Exercise text:

I have the opportunity to review my choices. Then, I select Create monitor.
From that moment on, Internet Monitor starts to collect data based on my application’s resource logs behind the scene. There is no need for you to activate (or pay for) VPC Flow Logs, CloudFront logs, or other log types.
After a while, I receive customer complaints about our application being slow. I open Internet Monitor again, I select the monitor I created earlier (Monitor_example), and I immediately see that the application suffers from internet performance issues.
The Health scores graph shows you performance and availability information for your global traffic. AWS has substantial historical data about internet performance and availability for network traffic between geographic locations for different network providers and services. By applying statistical analysis to the data, we can detect when the performance and availability towards your application have dropped, compared to an estimated baseline that we’ve calculated. To make it easier to see those drops, we report that information to you in the form of an estimated performance score and an availability score.
I scroll a bit down the page. The Internet traffic overview map shows the overall event status across all monitored locations. I look at the details in the Health events table. It also highlights other events that are happening globally, sorted by total traffic impact. I notice that a performance issue in Las Vegas, Nevada, US, is affecting my application traffic the most.
Now that I have identified the issue, I am curious about the historical data. Has it happened before?

Records excerpted from a collection:
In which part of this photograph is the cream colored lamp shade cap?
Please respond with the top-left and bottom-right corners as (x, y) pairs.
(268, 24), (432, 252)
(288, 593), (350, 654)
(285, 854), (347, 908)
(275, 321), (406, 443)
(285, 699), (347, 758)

Exercise tasks:
**1)** Answer these questions from the Internet Monitor text:
(a) What name was given to the monitor created earlier?
(b) In what order are events sorted in the Health events table?
(c) Which location's performance issue is affecting the application traffic the most?
**2)** Translate this sentence from the Internet Monitor text into French: "The Internet traffic overview map shows the overall event status across all monitored locations."
The records are not needed for any of the tasks.

Answers by item:
**1)**
(a) Monitor_example
(b) By total traffic impact
(c) Las Vegas, Nevada, US

**2)** La carte Internet traffic overview présente l'état général des événements pour l'ensemble des emplacements surveillés.